MATERIAL SUPPLIED ::
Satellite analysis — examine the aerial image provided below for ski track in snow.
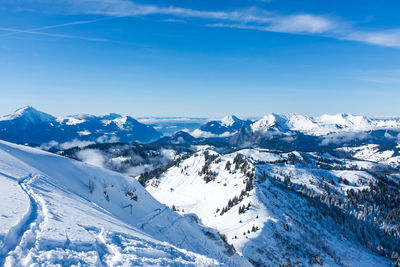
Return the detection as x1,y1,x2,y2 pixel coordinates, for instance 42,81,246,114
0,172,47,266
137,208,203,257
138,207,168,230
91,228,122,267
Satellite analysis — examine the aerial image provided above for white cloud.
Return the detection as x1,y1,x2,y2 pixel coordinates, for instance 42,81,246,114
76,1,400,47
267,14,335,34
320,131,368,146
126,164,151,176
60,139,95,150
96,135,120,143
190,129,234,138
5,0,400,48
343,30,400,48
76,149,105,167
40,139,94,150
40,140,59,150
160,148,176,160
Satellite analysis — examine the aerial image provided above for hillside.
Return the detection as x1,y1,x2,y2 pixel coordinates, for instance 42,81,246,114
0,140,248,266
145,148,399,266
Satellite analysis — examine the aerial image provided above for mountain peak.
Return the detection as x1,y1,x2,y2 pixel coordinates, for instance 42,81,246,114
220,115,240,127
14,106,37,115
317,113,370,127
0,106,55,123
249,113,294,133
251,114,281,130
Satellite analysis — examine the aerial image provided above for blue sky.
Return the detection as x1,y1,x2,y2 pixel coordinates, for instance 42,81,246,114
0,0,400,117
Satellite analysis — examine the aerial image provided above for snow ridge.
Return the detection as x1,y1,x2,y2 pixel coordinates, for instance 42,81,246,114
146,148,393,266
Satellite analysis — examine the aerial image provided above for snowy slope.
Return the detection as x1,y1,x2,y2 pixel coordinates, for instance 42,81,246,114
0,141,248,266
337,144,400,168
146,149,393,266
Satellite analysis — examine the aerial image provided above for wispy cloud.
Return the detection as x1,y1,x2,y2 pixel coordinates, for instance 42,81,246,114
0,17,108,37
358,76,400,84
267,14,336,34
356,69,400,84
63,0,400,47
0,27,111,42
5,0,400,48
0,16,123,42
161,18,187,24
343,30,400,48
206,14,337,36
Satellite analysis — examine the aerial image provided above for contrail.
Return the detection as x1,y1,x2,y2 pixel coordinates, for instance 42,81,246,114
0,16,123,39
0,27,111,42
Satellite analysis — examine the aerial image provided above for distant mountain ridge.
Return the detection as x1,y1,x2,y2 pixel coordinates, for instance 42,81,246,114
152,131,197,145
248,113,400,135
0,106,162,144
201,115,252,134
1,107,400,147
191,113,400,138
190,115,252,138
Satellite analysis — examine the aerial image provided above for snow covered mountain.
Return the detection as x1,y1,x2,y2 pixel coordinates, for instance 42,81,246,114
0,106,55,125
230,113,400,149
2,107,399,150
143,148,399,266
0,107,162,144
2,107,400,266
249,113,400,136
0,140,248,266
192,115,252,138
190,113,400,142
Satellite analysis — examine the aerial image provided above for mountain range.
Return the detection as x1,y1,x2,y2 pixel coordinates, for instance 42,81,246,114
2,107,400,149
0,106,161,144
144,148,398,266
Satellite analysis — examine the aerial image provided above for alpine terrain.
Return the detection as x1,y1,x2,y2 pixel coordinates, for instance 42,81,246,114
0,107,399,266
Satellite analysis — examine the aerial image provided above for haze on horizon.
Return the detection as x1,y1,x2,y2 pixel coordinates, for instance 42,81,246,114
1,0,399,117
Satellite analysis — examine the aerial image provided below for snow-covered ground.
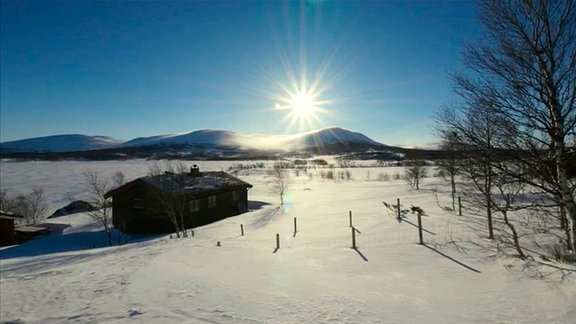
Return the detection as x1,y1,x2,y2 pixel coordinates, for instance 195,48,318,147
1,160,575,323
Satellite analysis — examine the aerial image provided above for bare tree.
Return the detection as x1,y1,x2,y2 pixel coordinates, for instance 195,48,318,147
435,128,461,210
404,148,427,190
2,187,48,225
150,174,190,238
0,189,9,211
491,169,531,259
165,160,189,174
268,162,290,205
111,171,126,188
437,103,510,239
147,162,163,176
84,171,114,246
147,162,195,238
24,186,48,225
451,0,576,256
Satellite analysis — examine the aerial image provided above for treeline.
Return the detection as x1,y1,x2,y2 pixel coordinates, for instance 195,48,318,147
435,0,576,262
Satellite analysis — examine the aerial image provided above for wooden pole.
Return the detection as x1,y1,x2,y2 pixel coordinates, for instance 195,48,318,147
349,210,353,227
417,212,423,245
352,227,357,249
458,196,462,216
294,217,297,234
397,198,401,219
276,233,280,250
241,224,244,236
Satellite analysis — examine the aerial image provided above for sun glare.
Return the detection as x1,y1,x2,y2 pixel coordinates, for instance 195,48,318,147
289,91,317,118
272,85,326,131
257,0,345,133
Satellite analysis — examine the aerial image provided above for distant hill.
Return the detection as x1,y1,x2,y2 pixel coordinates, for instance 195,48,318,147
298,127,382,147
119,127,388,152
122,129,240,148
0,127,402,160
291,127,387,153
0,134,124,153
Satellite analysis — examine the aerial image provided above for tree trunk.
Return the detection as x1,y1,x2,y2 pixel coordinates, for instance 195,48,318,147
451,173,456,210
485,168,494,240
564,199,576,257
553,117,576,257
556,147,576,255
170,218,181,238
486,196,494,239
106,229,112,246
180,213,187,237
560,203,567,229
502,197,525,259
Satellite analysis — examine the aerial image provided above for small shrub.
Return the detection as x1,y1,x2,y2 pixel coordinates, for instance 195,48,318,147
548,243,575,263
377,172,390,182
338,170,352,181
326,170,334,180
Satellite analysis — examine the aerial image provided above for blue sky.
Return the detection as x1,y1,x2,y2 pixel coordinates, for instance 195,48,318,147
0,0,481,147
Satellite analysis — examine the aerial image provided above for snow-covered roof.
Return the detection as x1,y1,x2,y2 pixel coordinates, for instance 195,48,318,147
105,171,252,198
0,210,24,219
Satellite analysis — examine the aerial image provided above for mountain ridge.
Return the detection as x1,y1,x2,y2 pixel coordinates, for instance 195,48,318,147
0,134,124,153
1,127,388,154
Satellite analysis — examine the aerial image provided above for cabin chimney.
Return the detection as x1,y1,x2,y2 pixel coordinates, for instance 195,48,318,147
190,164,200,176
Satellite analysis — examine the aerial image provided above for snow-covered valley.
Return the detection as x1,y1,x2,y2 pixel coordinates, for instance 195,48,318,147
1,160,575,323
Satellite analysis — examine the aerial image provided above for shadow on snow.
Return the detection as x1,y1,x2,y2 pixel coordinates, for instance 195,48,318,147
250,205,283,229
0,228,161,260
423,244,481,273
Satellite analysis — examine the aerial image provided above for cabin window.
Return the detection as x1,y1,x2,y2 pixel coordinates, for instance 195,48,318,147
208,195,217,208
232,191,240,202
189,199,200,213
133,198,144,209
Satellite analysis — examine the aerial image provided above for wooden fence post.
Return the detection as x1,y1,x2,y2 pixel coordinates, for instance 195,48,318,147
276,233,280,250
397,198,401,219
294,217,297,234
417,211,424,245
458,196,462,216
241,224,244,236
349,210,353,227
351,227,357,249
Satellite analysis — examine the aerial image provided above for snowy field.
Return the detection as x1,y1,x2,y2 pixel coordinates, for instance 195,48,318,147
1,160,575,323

YOUR OBJECTIVE :: Copy every line of the data above in which the string "covered" appears.

FINAL ANSWER ::
Satellite analysis — examine the aerial image provided above for snow covered mountain.
Satellite analysis — examine the aerial image provided below for snow-covered ground.
Satellite analysis — examine the aerial image provided above for snow-covered roof.
Satellite analysis — examine the aerial image provided above for snow-covered valley.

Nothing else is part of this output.